What is required –
Using the line that has "Might you point out the frog's front" as the starting point, print each line to the end of the material below word for word. Add no other lines.

Excerpted data –

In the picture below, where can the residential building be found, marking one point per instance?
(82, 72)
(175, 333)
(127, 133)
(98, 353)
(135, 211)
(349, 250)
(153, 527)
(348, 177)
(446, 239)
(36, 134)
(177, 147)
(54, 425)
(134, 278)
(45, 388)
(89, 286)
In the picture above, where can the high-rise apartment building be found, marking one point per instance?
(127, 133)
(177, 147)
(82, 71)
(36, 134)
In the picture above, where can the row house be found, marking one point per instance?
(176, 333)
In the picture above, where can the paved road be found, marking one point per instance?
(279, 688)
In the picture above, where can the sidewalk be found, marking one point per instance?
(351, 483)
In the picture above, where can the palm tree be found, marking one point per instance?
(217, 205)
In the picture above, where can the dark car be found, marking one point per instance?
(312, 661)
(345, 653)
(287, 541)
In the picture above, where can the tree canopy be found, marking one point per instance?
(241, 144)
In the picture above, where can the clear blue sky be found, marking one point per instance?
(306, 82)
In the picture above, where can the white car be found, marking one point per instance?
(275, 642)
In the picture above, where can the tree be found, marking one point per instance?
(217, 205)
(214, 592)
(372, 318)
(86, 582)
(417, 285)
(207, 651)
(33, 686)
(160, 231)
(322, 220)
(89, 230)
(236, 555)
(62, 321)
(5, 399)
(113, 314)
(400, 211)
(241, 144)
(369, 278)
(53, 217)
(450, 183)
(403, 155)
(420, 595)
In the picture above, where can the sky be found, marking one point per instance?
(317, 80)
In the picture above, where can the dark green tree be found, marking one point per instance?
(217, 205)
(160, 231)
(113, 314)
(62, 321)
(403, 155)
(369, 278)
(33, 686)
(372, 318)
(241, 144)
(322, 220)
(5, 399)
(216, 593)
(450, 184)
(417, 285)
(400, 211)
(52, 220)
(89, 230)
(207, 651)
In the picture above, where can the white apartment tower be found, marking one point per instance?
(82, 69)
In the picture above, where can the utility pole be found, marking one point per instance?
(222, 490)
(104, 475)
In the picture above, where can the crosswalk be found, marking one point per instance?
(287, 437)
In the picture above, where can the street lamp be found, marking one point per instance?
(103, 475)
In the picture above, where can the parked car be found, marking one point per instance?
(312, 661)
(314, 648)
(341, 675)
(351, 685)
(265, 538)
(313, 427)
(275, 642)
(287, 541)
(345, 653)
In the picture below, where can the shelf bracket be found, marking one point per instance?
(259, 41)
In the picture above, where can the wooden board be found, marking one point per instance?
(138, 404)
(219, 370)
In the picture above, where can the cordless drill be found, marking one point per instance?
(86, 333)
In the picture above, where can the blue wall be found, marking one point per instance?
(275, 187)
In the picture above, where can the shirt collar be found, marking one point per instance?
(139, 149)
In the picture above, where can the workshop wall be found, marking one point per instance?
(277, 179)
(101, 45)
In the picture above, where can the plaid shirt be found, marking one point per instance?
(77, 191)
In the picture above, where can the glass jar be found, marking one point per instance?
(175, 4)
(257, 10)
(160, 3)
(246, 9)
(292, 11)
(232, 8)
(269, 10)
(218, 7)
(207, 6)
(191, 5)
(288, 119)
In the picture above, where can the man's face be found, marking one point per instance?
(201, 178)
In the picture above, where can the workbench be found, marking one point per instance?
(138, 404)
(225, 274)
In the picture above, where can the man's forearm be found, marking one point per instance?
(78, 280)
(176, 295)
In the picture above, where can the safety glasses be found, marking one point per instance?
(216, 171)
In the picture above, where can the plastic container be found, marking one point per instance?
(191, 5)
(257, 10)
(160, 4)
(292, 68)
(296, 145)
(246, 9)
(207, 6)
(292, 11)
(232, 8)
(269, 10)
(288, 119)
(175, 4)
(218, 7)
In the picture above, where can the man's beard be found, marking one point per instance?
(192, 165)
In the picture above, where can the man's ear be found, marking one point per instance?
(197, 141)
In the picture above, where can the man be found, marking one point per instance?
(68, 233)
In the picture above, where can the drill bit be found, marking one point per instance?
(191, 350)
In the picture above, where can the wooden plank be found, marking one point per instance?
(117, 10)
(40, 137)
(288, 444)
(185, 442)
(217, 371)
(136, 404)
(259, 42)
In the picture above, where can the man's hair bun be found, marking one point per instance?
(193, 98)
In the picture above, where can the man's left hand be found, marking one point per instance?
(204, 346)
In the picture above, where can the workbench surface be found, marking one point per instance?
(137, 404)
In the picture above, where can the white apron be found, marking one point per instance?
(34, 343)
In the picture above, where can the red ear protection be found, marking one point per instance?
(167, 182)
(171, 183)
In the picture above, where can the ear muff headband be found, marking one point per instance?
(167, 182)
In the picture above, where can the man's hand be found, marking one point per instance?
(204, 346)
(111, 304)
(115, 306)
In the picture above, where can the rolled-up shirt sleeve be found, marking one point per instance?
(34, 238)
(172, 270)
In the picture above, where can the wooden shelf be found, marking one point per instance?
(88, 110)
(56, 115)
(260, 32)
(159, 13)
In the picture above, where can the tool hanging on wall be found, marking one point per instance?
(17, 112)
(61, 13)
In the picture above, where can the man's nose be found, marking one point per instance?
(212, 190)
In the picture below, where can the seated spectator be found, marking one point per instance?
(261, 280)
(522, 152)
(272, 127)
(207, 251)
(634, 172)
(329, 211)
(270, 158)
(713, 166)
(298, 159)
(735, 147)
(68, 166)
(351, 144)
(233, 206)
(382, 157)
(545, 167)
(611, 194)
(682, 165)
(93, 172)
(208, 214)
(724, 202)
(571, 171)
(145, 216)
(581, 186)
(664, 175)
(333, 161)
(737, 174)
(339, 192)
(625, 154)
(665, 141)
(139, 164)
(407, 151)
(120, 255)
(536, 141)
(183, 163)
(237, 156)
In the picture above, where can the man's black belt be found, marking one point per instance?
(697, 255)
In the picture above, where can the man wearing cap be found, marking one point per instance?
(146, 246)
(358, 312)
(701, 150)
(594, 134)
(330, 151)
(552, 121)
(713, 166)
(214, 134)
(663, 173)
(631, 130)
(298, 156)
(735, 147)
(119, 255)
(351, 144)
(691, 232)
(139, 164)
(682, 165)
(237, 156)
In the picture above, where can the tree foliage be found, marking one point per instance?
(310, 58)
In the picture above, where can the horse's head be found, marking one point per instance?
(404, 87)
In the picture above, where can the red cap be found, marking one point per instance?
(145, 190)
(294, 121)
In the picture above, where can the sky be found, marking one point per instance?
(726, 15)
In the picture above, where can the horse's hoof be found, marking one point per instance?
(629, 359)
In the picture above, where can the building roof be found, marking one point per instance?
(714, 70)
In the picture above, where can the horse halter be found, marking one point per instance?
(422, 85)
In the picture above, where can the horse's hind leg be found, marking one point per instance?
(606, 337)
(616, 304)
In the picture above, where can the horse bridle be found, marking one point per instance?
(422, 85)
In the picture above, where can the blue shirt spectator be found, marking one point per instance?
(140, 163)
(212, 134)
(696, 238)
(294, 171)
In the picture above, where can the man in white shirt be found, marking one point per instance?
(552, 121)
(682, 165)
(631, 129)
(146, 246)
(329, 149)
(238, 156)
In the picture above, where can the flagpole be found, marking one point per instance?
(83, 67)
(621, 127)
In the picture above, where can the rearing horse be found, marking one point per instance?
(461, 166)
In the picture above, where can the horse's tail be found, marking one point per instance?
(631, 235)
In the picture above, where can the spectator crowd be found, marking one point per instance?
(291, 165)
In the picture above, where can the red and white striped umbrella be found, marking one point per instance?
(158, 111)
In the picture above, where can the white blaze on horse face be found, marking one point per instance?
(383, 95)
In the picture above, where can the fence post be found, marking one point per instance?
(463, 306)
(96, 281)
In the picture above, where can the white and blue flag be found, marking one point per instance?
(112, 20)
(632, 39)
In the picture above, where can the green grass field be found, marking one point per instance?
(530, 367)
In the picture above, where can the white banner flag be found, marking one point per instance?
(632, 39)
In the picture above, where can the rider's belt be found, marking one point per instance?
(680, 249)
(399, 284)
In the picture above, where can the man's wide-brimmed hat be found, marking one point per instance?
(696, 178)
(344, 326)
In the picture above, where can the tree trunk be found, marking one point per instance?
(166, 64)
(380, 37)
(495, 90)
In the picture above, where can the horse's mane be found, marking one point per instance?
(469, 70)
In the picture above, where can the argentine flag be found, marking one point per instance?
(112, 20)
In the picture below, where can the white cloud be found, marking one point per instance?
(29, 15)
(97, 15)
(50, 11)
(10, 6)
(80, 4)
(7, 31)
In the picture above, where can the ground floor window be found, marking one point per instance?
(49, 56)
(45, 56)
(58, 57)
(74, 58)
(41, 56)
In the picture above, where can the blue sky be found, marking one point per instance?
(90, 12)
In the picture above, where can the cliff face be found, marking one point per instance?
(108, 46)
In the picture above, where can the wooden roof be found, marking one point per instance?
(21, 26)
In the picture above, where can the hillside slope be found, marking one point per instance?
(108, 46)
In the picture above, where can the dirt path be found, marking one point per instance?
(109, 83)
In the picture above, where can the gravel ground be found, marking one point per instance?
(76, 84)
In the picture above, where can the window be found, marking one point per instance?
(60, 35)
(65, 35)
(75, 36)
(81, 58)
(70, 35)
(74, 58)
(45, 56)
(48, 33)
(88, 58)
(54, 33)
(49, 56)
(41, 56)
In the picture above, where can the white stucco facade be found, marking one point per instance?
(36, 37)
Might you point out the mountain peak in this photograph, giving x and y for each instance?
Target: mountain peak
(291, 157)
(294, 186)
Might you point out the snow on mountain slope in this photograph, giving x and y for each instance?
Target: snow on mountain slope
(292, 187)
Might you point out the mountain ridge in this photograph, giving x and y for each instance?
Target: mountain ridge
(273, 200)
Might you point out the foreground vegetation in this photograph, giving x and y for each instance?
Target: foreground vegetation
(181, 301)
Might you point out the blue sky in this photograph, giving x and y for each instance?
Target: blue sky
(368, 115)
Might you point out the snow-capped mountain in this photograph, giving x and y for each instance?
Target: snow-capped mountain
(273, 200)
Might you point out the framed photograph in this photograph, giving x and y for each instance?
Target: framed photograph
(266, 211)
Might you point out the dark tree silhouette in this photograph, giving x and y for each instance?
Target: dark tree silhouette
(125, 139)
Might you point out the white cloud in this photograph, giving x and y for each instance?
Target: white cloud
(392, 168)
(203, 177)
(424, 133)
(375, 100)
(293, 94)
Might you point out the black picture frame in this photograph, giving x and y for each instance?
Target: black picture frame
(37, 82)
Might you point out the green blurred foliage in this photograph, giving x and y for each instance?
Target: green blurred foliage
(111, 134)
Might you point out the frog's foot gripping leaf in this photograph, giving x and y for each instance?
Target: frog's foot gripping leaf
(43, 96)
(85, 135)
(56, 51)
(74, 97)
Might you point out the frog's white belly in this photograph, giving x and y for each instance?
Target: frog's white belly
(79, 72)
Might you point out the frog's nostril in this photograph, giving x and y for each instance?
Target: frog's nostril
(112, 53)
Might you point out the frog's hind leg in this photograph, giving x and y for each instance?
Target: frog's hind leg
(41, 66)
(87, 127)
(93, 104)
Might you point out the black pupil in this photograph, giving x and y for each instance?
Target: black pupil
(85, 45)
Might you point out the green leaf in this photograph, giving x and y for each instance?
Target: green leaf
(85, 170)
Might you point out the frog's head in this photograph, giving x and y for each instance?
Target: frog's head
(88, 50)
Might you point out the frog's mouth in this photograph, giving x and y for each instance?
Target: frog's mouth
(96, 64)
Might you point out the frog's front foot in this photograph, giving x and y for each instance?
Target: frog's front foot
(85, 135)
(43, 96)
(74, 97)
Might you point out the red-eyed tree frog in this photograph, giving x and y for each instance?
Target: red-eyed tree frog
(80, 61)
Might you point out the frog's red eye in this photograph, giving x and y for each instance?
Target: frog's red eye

Response for this exercise –
Might you point out the frog's front foot in this photograph, giving x and y for each instance?
Target: frog's front foot
(85, 135)
(43, 96)
(74, 97)
Might you point out the red-eyed tree frog in this photograph, giving x and y for each instance?
Target: red-eyed tree frog
(80, 61)
Might you point out the frog's red eye in this photograph, giving x and y for each instance?
Target: frog's red eye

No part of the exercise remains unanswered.